◆ Assignment
Continue the article on experiential marketing after COVID from the point where it stops.

◆ Selected passage
Experiential marketing post-covid: A question that is keeping experiential marketers up at night is what form events and experiential marketing will have once the world returns to normal. Michael Goldstein, VP and Head of Sponsorships North America, Mastercard and Michael Tasevski, VP, Global Sponsorship at Scotiabank provide their points of view. KPIs to measure virtual events success and more….
How will experiential marketing evolve in a post Covid world? Will events be virtual, hybrid or in-person? The answer to this question has very wide implications. Not only is the answer highly relevant to the US $325 billion a year event industry, but also to the media industry as live sports events ratings dropped by as much as 50% during the pandemic (e.g. a decline of 49% in NBA finals and 61% in NHL finals) as the absence or scarcity of fans in the stands may have dulled the excitement around watching events. (Sports betting operator DraftKings, who is a big sports ad spender, had to shift budgets out of TV as live sports has lost some of its allure).

◆ Input data

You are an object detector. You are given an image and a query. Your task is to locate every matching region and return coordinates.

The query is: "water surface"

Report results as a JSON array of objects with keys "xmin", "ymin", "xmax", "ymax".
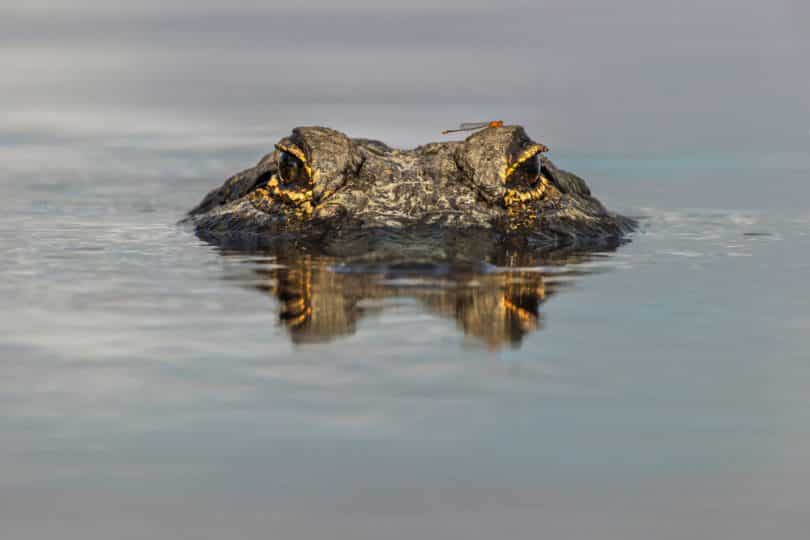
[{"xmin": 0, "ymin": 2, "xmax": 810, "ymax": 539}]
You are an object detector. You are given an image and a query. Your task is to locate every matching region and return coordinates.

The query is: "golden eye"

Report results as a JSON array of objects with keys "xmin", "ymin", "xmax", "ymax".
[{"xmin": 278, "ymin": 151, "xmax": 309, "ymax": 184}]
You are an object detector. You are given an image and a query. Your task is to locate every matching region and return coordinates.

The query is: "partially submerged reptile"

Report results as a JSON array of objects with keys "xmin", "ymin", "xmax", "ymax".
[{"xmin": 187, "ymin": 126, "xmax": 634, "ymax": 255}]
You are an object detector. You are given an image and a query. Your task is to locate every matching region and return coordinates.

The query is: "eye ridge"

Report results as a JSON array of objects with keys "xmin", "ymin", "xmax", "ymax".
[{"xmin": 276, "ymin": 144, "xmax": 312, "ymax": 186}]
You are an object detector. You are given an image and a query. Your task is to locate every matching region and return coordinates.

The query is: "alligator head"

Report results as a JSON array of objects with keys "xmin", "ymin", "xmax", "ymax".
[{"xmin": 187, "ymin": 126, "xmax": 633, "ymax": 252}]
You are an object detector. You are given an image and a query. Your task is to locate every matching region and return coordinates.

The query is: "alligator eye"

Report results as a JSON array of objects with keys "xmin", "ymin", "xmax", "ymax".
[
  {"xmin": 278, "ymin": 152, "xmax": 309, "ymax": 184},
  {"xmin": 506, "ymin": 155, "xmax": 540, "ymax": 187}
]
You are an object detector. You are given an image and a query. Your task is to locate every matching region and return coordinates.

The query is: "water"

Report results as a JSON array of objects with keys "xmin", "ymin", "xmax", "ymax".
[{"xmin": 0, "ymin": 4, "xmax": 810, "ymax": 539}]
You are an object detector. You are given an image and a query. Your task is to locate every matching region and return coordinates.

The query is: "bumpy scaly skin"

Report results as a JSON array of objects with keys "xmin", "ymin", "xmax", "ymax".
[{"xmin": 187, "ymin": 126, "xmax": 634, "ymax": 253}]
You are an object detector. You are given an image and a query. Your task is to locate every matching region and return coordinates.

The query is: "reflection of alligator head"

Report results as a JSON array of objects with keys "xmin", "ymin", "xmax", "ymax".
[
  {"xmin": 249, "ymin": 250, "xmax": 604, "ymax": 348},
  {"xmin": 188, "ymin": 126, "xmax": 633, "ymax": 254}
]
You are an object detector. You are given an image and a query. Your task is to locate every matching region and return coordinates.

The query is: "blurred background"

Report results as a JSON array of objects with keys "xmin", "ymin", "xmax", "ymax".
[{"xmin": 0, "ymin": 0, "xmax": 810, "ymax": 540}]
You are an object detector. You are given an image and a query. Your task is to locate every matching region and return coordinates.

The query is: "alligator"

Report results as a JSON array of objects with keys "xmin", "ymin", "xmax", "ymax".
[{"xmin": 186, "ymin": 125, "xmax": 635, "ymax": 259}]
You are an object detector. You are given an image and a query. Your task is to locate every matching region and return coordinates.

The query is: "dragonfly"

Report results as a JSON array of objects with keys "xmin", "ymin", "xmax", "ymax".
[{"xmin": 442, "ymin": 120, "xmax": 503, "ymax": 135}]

* * *

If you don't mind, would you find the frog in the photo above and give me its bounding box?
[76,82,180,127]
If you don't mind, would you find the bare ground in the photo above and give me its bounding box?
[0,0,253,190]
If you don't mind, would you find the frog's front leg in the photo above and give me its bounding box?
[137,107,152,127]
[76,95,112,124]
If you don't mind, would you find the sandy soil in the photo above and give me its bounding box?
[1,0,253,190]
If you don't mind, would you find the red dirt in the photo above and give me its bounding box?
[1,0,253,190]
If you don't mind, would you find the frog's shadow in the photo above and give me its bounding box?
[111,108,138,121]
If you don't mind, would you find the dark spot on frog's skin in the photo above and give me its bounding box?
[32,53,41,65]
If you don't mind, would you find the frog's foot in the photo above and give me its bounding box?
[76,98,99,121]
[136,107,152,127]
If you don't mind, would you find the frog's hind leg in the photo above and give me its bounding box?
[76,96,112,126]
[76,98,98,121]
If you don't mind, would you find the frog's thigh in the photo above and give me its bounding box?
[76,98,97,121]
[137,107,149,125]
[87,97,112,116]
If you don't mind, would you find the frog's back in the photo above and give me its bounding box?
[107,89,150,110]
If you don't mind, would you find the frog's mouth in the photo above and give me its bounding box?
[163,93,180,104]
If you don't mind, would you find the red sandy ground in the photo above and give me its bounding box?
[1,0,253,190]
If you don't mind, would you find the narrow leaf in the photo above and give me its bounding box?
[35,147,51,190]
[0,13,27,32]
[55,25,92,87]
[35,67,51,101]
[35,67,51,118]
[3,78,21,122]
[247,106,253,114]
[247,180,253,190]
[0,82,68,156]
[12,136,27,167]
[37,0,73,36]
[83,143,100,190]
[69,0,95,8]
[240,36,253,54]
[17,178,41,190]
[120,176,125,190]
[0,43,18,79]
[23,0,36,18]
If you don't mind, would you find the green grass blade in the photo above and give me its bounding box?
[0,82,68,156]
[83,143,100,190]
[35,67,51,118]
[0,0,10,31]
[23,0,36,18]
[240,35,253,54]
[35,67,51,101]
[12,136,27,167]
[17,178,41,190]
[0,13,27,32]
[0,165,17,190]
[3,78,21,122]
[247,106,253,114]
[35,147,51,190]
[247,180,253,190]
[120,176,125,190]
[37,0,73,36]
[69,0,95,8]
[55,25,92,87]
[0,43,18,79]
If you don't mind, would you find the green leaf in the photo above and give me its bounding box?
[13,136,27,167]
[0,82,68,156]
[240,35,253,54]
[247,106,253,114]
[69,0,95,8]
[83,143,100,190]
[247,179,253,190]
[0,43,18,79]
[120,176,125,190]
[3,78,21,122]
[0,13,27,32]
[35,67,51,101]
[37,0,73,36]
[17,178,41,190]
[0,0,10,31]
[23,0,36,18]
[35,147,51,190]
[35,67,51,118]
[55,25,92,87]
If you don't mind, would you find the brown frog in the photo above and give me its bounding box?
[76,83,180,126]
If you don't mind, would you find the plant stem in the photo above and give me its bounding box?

* * *

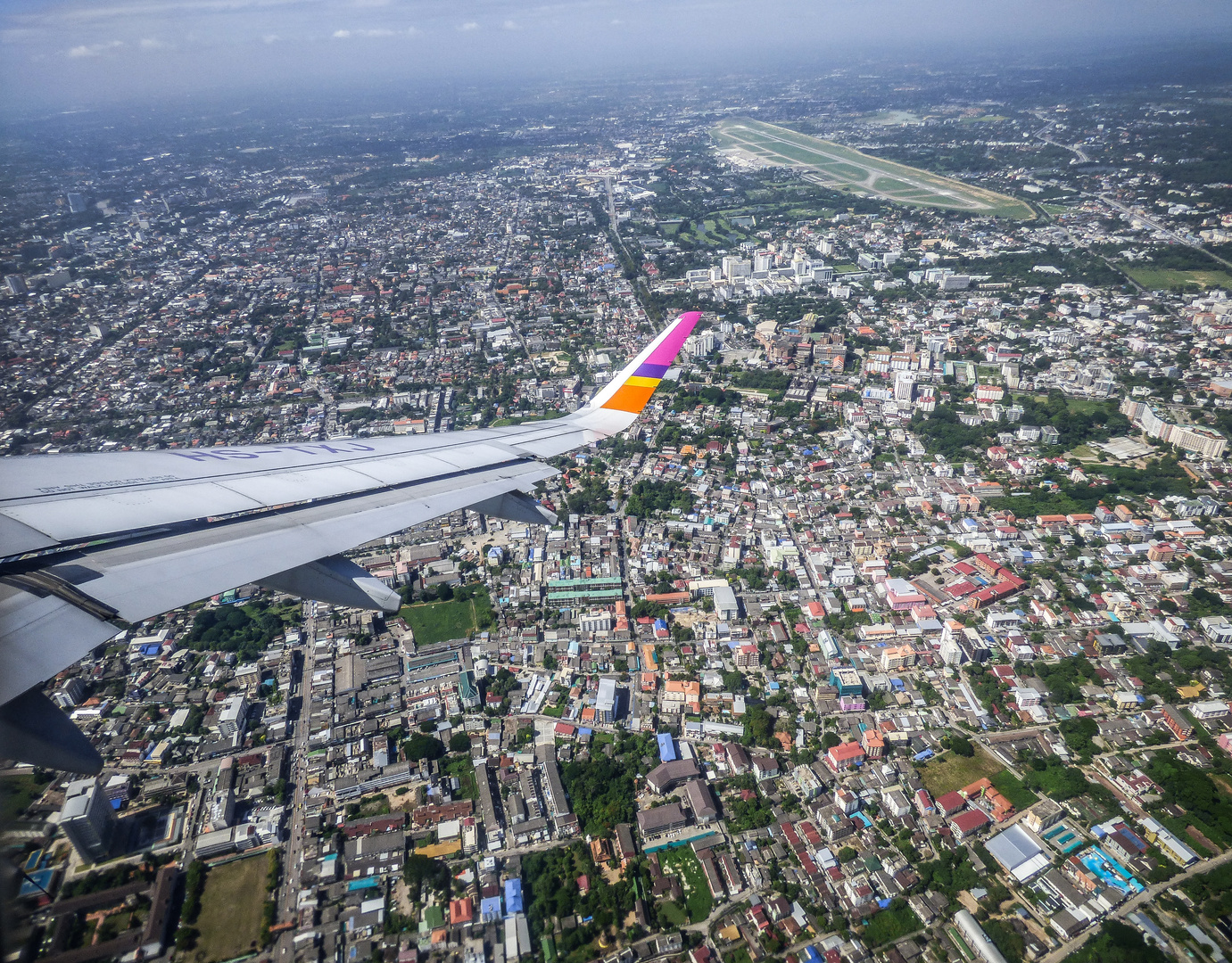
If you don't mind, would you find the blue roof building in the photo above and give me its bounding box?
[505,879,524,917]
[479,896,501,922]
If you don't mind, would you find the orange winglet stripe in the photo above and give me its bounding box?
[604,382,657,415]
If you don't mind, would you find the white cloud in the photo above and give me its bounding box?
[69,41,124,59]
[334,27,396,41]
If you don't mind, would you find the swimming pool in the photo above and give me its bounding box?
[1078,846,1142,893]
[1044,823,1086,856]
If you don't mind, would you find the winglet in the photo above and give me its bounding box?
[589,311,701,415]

◆ Answer to this task
What do experiential brand marketers belonging to Portada’s knowledge-sharing system think about the mix of live and in-person events in a post-covid world?
“My thinking is as follows – you will definitely see more of a mix as the world returns to normal of virtual vs. in-person events relative to how things worked prior to Covid,” Michael Goldstein, VP and Head of sponsorships North America, at Mastercard tells Portada.
“Beforehand it was almost all in-person but we have learned that virtual events really do bring something to the table and consumers and customers like them. In-person events will still be there and be a big focus, but it will be more of a mix between the two in my POV,” Goldstein adds.
Another experiential brand marketer in the Portada network says that “Everybody is clamoring to go back to in-person, but virtual events will maintain an important role after the pandemic. Overall, we think the whole balance between sports events, consumer interactions and brands will change substantially and will be more based on digital communication than before COVID. For now, lots of brands don’t want to overstep. No one wants to be the first one out there to be doing something unsafe. e.g. build a big stadium.”
Experiential Marketing Post-Covid: Opportunities in VR and AR….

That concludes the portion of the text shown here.